Extrait source:
La politique commune de la pêche: origines et évolution
La politique commune de la pêche (PCP) a connu de nombreuses évolutions depuis que ses premiers jalons ont été posés dans le traité de Rome. Initialement liée à la politique agricole commune, elle s’en est graduellement démarquée. La conservation et la gestion des ressources halieutiques, qui en constituent l’aspect central, ont été introduites en 1983. La PCP a ensuite été réformée en 1992, en 2002 et en 2013. Le cadre actuel, issu de la réforme de 2013, vise à garantir la viabilité environnementale, économique et sociale de la pêche de l’Union.
Base juridique
Articles 3, 4, 38 à 44 et 218 du traité sur le fonctionnement de l’Union européenne (traité FUE).
Règlement (UE) nº 1380/2013 du 11 décembre 2013 relatif à la politique commune de la pêche (ci-après, «le règlement de base»).
Règlement (UE) nº 1379/2013 du 11 décembre 2013 portant organisation commune des marchés dans le secteur des produits de la pêche et de l’aquaculture.
Objectifs
La PCP vise à garantir la durabilité environnementale à long terme des activités de pêche et d’aquaculture, une gestion permettant d’obtenir des retombées positives sur les plans économique, social et de l’emploi et la contribution de ces activités à la sécurité de l’approvisionnement alimentaire. Afin que la PCP garantisse l’exploitation durable des ressources halieutiques, elle doit comporter une approche préventive de la gestion de la pêche. En outre, elle doit mettre en œuvre l’approche écosystémique de la gestion des pêches afin que les incidences négatives des activités de pêche sur l’écosystème marin soient réduites au minimum et que les activités d’aquaculture et de pêche n’entraînent pas la dégradation du milieu marin.

Travail demandé:
1. Dans l'extrait sur la politique commune de la pêche, pourquoi la PCP doit-elle mettre en œuvre l'approche écosystémique de la gestion des pêches ? Expliquez-le en une à trois phrases.
2. Selon l'extrait source, en quelle année la conservation et la gestion des ressources halieutiques ont-elles été introduites dans la PCP ?
Appuyez-vous uniquement sur l'extrait source.

Données enregistrées:

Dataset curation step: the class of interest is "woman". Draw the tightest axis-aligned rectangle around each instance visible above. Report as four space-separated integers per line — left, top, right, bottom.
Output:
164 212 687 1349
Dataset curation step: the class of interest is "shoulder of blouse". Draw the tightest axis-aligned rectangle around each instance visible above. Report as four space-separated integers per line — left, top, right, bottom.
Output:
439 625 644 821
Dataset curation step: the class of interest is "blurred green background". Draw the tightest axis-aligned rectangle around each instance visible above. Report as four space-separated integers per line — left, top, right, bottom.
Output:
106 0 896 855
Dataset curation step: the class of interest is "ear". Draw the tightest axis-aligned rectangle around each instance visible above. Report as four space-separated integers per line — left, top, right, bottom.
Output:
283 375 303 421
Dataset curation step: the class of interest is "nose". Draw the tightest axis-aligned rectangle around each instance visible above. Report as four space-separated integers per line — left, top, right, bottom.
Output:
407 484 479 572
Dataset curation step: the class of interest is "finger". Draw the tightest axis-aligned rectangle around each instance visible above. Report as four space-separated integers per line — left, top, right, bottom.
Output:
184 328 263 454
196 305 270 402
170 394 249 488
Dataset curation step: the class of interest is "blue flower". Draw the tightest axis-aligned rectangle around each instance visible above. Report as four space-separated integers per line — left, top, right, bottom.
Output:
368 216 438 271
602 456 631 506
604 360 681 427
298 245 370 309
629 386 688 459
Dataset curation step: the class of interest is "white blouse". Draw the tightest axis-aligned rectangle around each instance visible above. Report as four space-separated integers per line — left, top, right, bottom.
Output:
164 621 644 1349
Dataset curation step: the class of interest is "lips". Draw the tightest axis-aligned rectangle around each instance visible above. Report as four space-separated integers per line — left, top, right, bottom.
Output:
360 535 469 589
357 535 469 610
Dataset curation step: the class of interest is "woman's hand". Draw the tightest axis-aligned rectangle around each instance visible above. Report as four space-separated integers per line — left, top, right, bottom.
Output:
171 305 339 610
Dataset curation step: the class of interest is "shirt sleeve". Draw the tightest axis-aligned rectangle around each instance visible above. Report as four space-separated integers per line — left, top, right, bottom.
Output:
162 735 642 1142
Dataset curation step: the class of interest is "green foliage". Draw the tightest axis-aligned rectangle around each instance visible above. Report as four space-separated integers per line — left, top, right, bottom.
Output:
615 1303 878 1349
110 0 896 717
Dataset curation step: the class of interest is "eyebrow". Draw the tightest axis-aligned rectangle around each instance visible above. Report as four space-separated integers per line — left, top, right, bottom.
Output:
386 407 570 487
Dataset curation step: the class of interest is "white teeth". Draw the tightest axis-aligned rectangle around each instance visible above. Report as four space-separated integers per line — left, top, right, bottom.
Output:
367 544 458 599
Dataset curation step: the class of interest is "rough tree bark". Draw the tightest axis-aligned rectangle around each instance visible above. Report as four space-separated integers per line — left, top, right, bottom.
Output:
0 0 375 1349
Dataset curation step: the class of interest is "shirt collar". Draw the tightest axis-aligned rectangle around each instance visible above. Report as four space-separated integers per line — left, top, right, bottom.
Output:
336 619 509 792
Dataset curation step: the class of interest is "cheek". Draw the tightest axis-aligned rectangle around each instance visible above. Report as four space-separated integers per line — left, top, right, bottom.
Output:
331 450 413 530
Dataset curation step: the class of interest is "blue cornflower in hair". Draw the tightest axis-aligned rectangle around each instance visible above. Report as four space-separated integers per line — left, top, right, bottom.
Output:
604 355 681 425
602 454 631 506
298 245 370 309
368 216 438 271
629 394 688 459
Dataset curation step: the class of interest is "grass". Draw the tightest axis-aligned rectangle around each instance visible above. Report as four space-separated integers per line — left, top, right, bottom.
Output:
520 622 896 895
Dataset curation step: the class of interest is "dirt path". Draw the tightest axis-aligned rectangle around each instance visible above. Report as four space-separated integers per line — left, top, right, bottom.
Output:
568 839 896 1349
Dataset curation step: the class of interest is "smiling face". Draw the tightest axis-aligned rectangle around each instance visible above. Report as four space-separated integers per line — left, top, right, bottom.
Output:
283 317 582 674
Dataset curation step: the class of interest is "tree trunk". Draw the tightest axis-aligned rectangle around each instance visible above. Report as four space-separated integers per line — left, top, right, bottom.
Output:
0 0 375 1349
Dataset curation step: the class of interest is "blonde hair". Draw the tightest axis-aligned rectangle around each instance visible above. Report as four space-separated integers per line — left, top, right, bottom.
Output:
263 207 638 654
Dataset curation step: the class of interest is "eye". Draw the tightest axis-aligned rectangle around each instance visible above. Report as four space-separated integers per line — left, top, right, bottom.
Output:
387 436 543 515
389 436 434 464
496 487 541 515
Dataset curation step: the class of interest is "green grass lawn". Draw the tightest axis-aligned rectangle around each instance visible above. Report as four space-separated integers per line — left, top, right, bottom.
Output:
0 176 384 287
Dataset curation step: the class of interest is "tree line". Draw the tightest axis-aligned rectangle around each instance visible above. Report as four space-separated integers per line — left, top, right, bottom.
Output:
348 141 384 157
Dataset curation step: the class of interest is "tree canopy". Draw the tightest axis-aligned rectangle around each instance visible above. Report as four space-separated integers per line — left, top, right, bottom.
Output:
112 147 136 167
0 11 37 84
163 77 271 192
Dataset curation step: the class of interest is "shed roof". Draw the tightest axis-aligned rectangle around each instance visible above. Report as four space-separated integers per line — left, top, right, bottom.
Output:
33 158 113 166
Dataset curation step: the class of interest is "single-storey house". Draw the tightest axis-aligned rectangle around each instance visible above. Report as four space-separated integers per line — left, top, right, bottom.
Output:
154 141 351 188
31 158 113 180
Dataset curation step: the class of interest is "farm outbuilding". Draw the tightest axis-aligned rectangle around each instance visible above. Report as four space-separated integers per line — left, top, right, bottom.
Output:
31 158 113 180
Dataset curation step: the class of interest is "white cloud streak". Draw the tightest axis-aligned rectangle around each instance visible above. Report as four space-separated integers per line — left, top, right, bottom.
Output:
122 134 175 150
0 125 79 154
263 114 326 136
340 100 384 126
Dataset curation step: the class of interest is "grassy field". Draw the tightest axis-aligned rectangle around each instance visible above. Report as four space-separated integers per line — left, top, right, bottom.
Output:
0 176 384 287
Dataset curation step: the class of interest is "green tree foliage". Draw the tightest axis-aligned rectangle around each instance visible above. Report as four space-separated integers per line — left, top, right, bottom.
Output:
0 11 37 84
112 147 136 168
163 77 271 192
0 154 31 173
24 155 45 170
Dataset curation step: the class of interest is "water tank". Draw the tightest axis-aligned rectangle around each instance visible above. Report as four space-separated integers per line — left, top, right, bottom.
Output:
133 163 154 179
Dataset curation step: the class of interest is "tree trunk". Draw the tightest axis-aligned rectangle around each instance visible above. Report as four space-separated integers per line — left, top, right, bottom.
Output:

Solutions dans l'ordre:
1. La PCP doit mettre en œuvre l'approche écosystémique afin de réduire au minimum les incidences négatives des activités de pêche sur l'écosystème marin. Cette approche vise aussi à ce que les activités d'aquaculture et de pêche n'entraînent pas la dégradation du milieu marin.

2. En 1983.